▶ **Work to do**
Please go through the data below and pull out each line that contains the word "yellow", copying those lines unchanged.

— start of Excerpted records —

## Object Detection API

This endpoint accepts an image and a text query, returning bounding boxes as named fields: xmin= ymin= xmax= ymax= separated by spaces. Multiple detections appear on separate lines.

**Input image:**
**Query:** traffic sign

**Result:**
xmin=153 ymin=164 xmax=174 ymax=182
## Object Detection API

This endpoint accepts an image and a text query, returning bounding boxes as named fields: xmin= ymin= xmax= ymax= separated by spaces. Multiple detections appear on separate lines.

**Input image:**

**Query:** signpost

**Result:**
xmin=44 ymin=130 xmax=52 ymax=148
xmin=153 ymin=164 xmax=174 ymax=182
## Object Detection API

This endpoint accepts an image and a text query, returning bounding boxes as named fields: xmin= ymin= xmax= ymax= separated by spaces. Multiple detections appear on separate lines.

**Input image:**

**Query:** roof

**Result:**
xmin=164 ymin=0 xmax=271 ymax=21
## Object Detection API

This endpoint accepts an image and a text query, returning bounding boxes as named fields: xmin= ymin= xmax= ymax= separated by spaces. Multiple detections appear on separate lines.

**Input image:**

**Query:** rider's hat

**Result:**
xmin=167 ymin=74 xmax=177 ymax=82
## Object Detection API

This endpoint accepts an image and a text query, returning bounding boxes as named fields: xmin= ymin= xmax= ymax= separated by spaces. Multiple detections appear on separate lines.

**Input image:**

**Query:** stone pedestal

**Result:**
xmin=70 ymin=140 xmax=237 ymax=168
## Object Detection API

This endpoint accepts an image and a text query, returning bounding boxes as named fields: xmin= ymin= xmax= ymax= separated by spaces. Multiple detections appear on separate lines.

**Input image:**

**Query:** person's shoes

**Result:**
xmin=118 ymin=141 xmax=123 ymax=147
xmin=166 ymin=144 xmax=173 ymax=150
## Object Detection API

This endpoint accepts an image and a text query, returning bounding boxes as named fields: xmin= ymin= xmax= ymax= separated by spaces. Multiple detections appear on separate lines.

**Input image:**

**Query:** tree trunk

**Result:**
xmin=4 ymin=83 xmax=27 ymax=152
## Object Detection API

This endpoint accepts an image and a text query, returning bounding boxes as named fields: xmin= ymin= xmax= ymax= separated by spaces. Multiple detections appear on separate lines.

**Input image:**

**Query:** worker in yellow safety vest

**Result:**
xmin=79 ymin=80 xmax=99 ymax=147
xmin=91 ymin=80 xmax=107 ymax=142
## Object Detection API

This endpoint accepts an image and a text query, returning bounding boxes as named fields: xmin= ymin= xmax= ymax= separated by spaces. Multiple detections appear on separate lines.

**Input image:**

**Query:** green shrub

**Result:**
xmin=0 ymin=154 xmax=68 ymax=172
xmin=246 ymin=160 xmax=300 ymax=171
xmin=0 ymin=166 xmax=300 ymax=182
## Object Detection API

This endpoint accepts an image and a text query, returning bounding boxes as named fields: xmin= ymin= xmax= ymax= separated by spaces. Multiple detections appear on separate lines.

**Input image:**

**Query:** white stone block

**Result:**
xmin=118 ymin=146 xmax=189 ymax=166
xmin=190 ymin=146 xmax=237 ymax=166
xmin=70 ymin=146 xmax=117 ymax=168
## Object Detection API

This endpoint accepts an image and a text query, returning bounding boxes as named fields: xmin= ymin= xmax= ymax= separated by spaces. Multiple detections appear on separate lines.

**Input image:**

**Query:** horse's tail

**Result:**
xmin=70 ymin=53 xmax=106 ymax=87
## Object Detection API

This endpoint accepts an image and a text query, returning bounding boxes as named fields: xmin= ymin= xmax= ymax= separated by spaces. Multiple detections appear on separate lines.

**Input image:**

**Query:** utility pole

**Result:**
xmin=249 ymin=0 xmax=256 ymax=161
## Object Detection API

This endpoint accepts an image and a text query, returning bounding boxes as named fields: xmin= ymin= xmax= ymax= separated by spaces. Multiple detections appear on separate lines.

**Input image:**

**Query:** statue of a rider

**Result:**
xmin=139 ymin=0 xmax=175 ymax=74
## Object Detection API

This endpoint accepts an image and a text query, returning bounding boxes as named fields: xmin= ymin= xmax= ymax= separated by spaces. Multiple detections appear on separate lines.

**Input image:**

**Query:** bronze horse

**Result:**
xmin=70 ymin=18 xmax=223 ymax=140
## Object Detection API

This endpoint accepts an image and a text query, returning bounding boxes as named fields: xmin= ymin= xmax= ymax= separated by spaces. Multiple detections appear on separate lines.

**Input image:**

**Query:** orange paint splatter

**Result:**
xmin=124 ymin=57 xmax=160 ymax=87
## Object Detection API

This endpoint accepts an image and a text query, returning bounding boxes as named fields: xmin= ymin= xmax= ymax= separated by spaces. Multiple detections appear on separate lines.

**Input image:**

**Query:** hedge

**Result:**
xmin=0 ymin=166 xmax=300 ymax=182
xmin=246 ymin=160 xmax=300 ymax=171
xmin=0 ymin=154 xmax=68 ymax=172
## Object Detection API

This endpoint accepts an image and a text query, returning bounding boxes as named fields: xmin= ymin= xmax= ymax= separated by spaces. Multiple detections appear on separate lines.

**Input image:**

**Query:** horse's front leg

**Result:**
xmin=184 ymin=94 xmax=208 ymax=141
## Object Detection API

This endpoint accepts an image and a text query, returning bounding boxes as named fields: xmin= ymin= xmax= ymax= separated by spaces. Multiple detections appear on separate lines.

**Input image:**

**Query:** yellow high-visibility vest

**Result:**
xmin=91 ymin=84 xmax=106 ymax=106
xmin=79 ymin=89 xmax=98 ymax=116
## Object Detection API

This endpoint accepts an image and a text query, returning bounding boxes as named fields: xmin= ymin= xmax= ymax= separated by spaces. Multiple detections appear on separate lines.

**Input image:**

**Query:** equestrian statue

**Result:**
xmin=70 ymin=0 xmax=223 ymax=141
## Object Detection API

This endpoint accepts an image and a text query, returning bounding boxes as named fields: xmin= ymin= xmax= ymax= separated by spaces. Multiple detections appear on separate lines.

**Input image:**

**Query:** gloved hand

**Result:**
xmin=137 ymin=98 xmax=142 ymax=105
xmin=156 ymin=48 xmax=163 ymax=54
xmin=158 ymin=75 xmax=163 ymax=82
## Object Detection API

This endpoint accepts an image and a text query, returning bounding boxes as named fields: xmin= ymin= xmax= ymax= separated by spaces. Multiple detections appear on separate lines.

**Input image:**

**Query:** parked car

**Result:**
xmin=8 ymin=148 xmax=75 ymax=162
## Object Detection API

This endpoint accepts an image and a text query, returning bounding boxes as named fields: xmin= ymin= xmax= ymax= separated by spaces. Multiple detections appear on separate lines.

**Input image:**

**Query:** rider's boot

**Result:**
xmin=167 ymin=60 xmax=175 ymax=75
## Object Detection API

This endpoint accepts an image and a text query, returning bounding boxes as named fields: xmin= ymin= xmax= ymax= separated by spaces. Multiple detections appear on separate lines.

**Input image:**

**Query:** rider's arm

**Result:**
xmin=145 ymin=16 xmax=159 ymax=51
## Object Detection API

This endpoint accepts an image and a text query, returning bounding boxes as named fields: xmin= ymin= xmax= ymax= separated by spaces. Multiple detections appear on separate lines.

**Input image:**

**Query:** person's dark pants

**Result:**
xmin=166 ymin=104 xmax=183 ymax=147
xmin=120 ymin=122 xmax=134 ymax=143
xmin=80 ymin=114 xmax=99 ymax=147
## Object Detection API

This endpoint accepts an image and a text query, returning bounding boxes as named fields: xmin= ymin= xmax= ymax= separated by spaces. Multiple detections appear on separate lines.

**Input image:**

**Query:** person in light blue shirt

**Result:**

— end of Excerpted records —

▶ **Expected answer**
**Query:** worker in yellow safety vest
**Query:** yellow high-visibility vest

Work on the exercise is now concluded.